記述問題 A: 本文では、白河が由宇にちょっかいを出すのはなぜだとされていますか。1〜3文で答えてください。
記述問題 B: 本文のうち、「皆が憧れる男性から秘密のアプ」で始まって「の持ち主(というのが私見)。」まで続く部分を、一字一句そのまま書き写してください。

──────── 本文抜粋

黒と白に挟まれてヒロインの心はオセロゲーム状態。でも振り回される自分大好き★☆

黒崎くんの言いなりになんてならない(2) (別冊フレンドコミックス)
マキノ
黒崎くんの言いなりになんてならない(くろさきくんのいいなりになんてならない)
第02巻評価:★★★(6点)
 総合評価:★★☆(5点)
 

「屈辱的なこと、命令してやろうか」球技大会での優勝と引き替えに、「黒悪魔」こと黒崎(くろさき)くんの言うことをきくことになった由宇(ゆう)。停電した学園寮で…。白王子とのデートの最中に…。黒悪魔の支配はどんどんエスカレート! ついに観覧車の中で由宇は…!?

簡潔完結感想文

  • 日常回の勉強回の中に、非日常のスリルと微エロで読者の心拍数を高める。胸キュン優先主義。
  • 黒が気に入る あの子に白がちょっかいを出し、それを黒が制止して白が…、という無限コンボ。
  • 無防備な状態だと手を出さないが反抗されると燃える黒崎は やっぱりSというよりMなんじゃ…。

ラフラするのが三角関係ヒロインの宿命、の 2巻。

ヒロイン・由宇(ゆう)の精神が反応するのは白河(しらかわ)、肉体が反応するのは黒崎(くろさき)といったところか。どちらの自分に正直になるか、彼女はまだ決められない。

皆が憧れる男性から秘密のアプローチ。読者の自己承認欲求を満たす胸キュン場面の連続が大ヒットの要因!?

いよいよ『2巻』からは巻き込まれ型ヒロインの本領発揮である。主人公の由宇に黒と白の王子が交互にアタックしてくるという夢のような展開である。ただし この時点では由宇も王子たちも自分の本心に気づいていない(黒は分かってるかもだが)。
この『2巻』でハッキリしているのは、男性同士の静かな戦いである。黒悪魔または黒王子こと黒崎は恐怖政治で周囲を委縮させる自分に反論してくる由宇の事がお気に入り。彼は口では由宇に厳しいことを言いながら、実は負けん気の強い状態の由宇に激しく罵倒されたい特殊な性癖の持ち主(というのが私見)。
黒崎が由宇と知り合って以降 変わったことに気づくのが、黒崎の幼なじみの白王子こと白河。彼は黒崎の お気に入りである由宇に ちょっかいを出して、黒崎の反応を楽しんでいる。白河にとって由宇が大事なのではなく、彼女を見つめる黒崎の視線や感情を乱したいだけ。だから白河は傍から見ればスキンシップのような行動を由宇にして、元々は白河に惹かれていた由宇の心を搔き乱す。物語を一番混乱させているのは白河である。そして この時点では白河の黒崎への気持ちは由宇が邪推した通り「BL」に近いのではないか。白河が望むのは平静を失う黒崎を見ること。静かなライバル関係にある2人の争いの中心に由宇がいる。

────────────────
──────── 資料

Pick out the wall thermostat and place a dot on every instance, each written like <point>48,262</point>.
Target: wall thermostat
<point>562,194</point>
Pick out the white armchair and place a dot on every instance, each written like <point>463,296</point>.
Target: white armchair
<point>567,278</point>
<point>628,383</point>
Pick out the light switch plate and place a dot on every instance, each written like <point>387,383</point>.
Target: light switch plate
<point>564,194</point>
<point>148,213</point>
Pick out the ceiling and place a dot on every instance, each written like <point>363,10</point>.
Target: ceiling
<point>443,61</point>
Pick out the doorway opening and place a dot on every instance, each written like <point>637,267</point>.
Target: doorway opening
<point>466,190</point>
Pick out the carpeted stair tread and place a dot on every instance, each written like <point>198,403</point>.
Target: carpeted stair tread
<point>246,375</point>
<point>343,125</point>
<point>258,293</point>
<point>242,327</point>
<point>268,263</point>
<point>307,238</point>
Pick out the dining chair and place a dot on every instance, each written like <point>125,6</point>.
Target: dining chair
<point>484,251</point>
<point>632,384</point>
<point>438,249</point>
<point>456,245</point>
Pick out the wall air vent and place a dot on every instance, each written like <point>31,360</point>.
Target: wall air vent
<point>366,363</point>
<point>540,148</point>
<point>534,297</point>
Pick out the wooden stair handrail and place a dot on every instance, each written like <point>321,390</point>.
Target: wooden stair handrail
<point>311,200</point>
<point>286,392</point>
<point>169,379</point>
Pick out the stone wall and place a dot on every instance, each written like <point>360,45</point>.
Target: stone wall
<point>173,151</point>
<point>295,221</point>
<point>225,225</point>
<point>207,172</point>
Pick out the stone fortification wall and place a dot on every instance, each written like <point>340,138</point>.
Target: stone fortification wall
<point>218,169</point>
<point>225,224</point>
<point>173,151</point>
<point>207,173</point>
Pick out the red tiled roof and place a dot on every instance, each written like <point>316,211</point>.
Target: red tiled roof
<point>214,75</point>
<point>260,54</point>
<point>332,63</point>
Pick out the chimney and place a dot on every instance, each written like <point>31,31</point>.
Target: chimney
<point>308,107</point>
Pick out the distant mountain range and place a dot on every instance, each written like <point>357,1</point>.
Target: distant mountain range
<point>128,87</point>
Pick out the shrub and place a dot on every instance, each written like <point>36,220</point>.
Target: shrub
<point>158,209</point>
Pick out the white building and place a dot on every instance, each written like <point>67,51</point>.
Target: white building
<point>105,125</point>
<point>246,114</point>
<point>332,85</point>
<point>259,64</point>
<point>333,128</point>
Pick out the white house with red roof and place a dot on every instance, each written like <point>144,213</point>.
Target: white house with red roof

────────────────

解答例 A: 白河は、黒崎のお気に入りである由宇にちょっかいを出して、黒崎の反応を楽しんでいるからです。白河にとって大事なのは由宇ではなく、由宇を見つめる黒崎の視線や感情を乱し、平静を失う黒崎を見ることです。

解答例 B:
皆が憧れる男性から秘密のアプローチ。読者の自己承認欲求を満たす胸キュン場面の連続が大ヒットの要因!?

いよいよ『2巻』からは巻き込まれ型ヒロインの本領発揮である。主人公の由宇に黒と白の王子が交互にアタックしてくるという夢のような展開である。ただし この時点では由宇も王子たちも自分の本心に気づいていない(黒は分かってるかもだが)。
この『2巻』でハッキリしているのは、男性同士の静かな戦いである。黒悪魔または黒王子こと黒崎は恐怖政治で周囲を委縮させる自分に反論してくる由宇の事がお気に入り。彼は口では由宇に厳しいことを言いながら、実は負けん気の強い状態の由宇に激しく罵倒されたい特殊な性癖の持ち主(というのが私見)。